■ **SET OF TASKS**:
A: According to the Vespa Cloud page, how long does the very first deployment to the dev environment take?
B: Return each line of the records that contains the string "metal". Treat uppercase and lowercase letters as different.

■ **GIVEN TEXT**:
------------------------------
Giter Site home page Giter Site logo

vector-search's Introduction

Vespa Cloud logo

Managed Vector Search using Vespa Cloud

There is a growing interest in AI-powered vector representations of unstructured multimodal data and searching efficiently over these representations. This repository describes how your organization can unlock the full potential of multimodal AI-powered vector representations using Vespa Cloud -- the industry-leading managed Vector Search Service.

Create your tenant in the Vespa Cloud

If you don't already have a Vespa Cloud tenant, create one at console.vespa-cloud.com. Onboarding the Vespa Cloud requires a Google or GitHub account. Onboarding Vespa Cloud will start your free trial period, no credit card required.

Clone this repo

git clone --depth 1 https://github.com/vespa-cloud/vector-search.git && cd vector-search

Install Vespa-CLI

Install the Vespa-CLI which is the official command-line client for interacting with Vespa. Vespa-CLI works with both Vespa Cloud and self-serve on-premise Vespa deployments.

brew install vespa-cli 

You can also download Vespa CLI binaries for Windows, Linux and macOS.

Configure Vespa-CLI

Replace <tenant-name> with your Vespa Cloud tenant name. In this case, the application name used is vector-search and instance is default:

vespa config set target cloud && \
 vespa config set --local application <tenant-name>.vector-search.default

Security

Authorize access to the Vespa Cloud control plane:

vespa auth login

Create a self-signed certificate for data plane (read and write) endpoint access:

vespa auth cert

Read more about how Vespa Cloud keeps your data safe and private at rest and in transit in the Vespa Cloud Security Guide.

Configure Vector Schema

Now the app is ready to be deployed. The vector schema is configured with 768 dimensions using float precision.

The vector schema could be changed before deploying to match your vector data:

  • Change vector dimensionality (Default 768)
  • Change vector precision type (Default float) - Choose between int8, bfloat16 or float.
  • Change distance-metric (Default angular useful for models trained with cosine similarity) - Also supported euclidean, innerproduct and hamming.

Note that this sample application ships with CI/CD tests for production deployment that uses 768 dimensions. Changing the schema requires changes of the CI/CD tests.

Deploy to dev environment

Vespa Cloud supports multiple different environments. The following guides you through:

  • Deploying to dev for developing and testing of your vector search use case
  • Deploying to perf for performance validation and benchmarking
  • Deploying to prod for high availability production serving

Vespa Cloud dev zone is where development happens, resources are downscaled to nodes with 2 v-cpu, 8GB of RAM and 50 GB of disk. A single content node dev deployment can index about 1M 768 dimensional vectors.

Deploy app to dev:

vespa deploy  

The very first deployment to dev environment takes about 12 minutes for provisioning resources and configuring certificates. Later deployments takes less than a minute.

Deploy to perf environment

The perf zone is used for benchmarking and performance testing. It uses the same resource specification as in production, except for redundancy.
------------------------------
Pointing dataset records

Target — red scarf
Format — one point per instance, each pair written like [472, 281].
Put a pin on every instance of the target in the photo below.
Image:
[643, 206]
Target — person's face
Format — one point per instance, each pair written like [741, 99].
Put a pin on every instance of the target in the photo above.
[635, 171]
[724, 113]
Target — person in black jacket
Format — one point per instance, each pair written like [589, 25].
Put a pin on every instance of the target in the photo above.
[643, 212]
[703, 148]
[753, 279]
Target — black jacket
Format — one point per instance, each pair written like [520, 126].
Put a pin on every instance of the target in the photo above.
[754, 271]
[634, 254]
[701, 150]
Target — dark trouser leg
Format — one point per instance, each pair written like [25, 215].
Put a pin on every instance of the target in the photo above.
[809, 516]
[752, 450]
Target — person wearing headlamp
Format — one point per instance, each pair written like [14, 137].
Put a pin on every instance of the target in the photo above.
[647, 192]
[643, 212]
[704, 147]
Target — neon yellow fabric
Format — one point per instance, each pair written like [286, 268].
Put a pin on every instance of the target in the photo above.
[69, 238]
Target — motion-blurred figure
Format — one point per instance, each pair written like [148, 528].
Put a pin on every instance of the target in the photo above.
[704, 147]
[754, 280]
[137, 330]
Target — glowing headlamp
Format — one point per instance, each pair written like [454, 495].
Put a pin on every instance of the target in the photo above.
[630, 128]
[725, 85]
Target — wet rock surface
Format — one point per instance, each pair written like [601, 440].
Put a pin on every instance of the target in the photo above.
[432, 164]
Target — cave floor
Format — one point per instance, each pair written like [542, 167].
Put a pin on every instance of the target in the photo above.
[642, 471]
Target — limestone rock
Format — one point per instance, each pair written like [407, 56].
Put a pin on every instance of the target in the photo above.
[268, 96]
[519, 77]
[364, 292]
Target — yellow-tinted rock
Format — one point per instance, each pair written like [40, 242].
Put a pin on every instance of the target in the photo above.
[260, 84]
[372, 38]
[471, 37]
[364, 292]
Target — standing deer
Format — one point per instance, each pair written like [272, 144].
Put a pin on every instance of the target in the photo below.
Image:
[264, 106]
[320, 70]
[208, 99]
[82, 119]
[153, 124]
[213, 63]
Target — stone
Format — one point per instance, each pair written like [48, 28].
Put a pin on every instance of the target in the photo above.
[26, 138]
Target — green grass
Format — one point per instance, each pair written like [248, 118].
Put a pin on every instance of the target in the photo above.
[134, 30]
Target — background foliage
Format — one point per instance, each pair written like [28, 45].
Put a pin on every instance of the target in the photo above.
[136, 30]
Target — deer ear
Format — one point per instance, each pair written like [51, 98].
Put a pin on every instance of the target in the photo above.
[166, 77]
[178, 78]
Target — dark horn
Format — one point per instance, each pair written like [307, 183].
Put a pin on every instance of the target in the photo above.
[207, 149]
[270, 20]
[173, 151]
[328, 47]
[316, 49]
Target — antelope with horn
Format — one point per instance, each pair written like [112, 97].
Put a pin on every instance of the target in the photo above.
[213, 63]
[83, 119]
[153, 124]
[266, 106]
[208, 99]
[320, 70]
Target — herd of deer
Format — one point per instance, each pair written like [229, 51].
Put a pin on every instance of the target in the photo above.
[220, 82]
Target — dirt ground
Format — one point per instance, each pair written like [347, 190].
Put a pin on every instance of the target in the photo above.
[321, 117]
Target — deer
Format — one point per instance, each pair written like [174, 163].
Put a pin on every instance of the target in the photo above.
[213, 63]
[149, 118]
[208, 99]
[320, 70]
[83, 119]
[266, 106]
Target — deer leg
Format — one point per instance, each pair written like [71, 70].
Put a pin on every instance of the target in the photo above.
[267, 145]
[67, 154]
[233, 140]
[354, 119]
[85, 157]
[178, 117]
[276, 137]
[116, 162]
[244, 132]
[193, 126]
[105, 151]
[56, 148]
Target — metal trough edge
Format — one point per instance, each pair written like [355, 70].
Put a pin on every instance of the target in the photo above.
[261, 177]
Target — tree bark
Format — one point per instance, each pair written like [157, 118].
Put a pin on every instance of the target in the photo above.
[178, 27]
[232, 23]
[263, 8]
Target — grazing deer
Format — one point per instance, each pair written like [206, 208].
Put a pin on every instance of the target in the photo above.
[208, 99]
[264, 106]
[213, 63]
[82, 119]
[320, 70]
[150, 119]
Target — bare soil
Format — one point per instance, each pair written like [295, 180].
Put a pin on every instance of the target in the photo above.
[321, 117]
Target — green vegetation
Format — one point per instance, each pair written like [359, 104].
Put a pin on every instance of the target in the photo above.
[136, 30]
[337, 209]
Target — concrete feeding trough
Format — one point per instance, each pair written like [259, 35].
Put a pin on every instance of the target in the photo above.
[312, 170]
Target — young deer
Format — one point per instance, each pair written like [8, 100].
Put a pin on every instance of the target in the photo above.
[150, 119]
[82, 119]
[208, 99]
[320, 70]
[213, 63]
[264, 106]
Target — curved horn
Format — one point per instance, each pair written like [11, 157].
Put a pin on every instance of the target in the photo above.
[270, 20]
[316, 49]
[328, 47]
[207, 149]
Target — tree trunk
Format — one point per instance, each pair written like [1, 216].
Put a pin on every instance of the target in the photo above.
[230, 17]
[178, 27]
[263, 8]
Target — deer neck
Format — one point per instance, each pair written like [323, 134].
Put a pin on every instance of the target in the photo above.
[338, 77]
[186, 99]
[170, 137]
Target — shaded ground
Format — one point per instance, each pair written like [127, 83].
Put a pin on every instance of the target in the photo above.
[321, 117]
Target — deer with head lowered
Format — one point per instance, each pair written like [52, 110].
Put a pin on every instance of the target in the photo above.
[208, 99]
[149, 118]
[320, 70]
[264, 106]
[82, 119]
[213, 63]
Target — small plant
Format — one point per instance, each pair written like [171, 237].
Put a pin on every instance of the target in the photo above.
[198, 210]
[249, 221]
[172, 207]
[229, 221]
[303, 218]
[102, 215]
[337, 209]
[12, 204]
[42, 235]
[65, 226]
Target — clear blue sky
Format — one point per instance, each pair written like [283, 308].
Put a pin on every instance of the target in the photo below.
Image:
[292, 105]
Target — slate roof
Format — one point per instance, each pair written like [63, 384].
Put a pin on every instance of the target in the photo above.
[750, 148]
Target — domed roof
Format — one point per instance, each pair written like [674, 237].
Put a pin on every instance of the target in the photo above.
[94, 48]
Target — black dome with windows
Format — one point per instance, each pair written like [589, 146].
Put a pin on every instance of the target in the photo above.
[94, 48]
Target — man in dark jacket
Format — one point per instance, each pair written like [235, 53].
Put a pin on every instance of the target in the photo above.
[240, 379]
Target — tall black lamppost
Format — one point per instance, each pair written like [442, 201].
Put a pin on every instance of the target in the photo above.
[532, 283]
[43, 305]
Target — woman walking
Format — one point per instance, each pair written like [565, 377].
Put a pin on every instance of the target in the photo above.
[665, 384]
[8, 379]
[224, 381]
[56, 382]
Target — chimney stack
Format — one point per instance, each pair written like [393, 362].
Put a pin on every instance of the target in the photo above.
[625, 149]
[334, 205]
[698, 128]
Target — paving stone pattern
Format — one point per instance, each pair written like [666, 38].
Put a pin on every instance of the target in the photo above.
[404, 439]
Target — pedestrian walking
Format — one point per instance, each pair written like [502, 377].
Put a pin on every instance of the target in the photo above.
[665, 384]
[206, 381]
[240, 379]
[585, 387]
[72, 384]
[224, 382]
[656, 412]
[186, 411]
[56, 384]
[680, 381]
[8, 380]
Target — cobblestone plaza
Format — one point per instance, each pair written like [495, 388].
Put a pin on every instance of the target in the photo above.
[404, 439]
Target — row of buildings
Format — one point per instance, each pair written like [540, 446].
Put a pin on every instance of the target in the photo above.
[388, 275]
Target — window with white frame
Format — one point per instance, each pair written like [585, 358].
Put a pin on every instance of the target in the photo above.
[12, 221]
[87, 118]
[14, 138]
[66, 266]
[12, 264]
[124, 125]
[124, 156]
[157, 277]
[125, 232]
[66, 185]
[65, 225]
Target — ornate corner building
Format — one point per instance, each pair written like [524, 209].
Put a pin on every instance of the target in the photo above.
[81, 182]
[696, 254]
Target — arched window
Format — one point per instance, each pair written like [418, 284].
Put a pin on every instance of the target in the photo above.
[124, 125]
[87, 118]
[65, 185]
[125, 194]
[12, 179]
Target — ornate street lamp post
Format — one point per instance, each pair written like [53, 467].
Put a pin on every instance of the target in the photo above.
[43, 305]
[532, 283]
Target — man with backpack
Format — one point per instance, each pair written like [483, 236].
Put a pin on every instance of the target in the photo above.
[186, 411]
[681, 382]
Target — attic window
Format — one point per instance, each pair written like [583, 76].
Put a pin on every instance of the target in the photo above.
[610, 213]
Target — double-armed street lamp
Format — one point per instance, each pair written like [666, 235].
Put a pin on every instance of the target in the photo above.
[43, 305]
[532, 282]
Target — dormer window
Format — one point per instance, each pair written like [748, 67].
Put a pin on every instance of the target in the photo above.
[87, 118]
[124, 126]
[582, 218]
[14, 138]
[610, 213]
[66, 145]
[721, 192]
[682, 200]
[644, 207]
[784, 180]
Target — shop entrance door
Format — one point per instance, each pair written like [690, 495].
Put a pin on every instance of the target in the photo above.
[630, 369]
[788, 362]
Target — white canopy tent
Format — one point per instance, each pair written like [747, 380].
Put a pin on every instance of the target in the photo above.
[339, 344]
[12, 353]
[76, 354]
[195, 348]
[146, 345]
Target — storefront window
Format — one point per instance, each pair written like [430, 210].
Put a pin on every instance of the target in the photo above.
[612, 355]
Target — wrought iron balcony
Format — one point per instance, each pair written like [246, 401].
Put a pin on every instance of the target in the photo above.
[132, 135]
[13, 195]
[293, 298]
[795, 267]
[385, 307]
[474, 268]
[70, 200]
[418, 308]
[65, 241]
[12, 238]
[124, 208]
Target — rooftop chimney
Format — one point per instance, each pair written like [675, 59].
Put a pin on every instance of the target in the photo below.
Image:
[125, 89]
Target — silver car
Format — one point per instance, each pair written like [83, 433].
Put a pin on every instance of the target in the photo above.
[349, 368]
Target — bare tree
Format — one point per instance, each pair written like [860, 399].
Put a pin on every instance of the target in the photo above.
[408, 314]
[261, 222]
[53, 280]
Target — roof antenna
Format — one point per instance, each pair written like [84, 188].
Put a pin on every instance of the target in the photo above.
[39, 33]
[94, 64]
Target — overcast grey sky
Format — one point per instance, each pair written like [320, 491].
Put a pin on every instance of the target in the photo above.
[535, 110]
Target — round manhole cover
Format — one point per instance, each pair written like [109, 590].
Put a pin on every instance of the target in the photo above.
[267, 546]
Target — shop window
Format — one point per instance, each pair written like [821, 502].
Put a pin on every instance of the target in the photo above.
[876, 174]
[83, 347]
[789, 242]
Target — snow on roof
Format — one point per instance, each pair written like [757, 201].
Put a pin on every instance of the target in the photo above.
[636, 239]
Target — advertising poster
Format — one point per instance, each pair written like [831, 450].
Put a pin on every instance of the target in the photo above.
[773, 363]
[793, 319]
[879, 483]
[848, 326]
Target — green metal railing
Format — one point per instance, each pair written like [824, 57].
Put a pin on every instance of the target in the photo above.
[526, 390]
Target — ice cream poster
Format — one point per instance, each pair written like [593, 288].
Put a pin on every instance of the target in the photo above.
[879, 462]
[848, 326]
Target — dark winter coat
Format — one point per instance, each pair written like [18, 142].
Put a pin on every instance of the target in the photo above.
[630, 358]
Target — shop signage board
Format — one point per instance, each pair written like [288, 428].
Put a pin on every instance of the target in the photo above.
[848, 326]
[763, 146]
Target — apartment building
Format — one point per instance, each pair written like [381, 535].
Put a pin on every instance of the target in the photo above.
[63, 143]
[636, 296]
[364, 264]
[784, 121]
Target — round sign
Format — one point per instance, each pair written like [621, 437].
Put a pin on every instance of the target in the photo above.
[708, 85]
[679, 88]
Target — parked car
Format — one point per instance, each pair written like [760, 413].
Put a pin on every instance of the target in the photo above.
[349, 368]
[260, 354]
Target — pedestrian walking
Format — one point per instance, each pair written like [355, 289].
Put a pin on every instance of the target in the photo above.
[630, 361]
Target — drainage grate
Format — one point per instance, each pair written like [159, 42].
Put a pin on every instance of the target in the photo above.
------------------------------
■ **TASK SOLUTIONS**:
A: About 12 minutes.

B:
Target — metal trough edge
Target — green metal railing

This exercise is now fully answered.